Entries from a point labeling set:
.....

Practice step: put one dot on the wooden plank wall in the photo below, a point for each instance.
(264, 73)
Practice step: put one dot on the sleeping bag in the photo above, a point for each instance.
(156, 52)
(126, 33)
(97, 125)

.....

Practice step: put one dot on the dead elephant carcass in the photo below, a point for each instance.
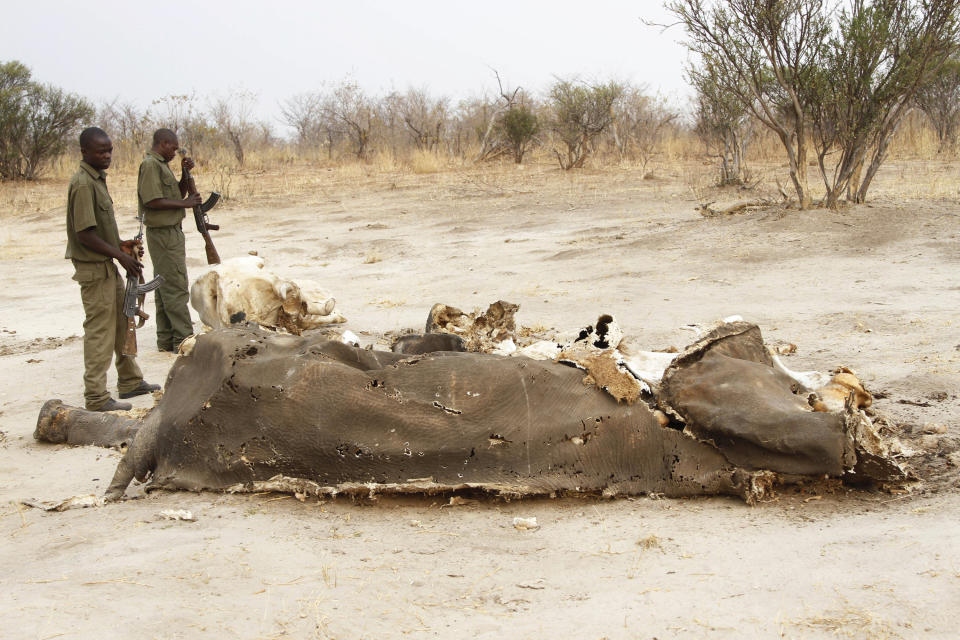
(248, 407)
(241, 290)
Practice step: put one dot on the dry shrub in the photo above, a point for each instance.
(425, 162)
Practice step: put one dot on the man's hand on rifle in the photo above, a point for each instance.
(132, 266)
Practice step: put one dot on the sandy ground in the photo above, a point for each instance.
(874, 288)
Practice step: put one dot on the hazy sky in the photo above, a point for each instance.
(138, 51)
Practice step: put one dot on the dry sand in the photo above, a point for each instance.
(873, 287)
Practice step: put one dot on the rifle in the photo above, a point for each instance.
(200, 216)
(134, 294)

.....

What is being asked: Identify each line in the entries above that contains the string "rifle", and copy those lines. Matches must agree in letter case.

Task response:
Practice step: put one dot on the man's hand on rifle in the photo above, a point for each instance.
Practice step: put one dot on the rifle in the photo above, a point for each instance.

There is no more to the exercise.